- _DIRECTION_:
Count the lines in the records that follow that contain the string "below". Reply with the number alone.

- _SUPPLIED ENTRIES_:
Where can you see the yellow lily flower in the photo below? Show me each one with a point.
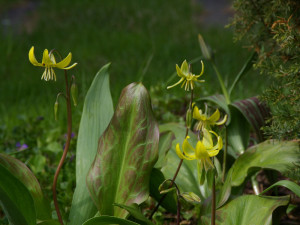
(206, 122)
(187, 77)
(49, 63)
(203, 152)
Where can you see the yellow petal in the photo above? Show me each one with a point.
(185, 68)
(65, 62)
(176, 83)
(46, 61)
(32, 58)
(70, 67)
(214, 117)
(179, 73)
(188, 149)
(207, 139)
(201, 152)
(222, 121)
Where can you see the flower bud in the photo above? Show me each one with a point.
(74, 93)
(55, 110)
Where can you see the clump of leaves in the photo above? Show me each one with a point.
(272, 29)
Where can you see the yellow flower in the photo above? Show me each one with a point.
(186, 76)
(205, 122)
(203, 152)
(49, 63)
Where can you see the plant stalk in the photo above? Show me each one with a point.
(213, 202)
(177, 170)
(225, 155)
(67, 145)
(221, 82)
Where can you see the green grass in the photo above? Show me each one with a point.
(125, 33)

* * *

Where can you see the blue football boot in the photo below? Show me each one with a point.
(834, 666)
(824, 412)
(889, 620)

...

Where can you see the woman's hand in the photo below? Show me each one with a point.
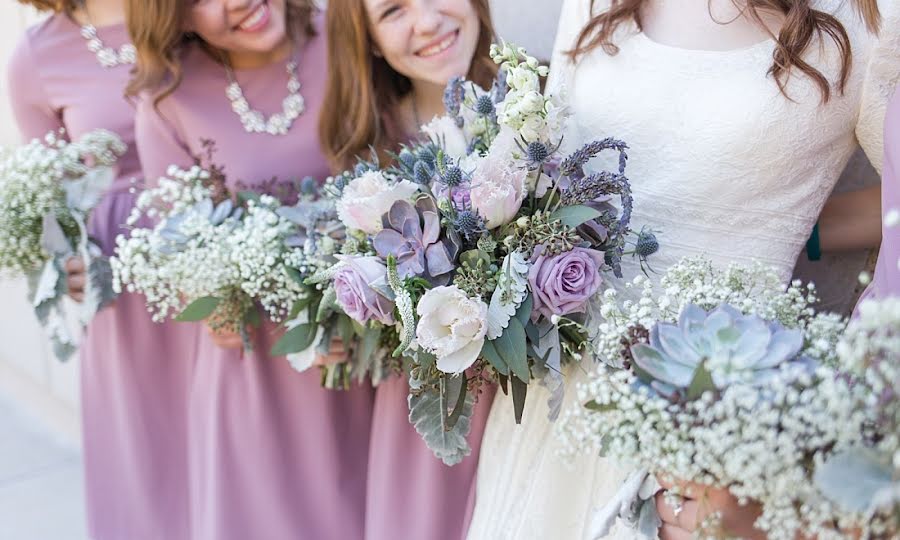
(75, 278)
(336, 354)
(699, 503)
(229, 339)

- _RESPONSE TO THIS EXERCISE_:
3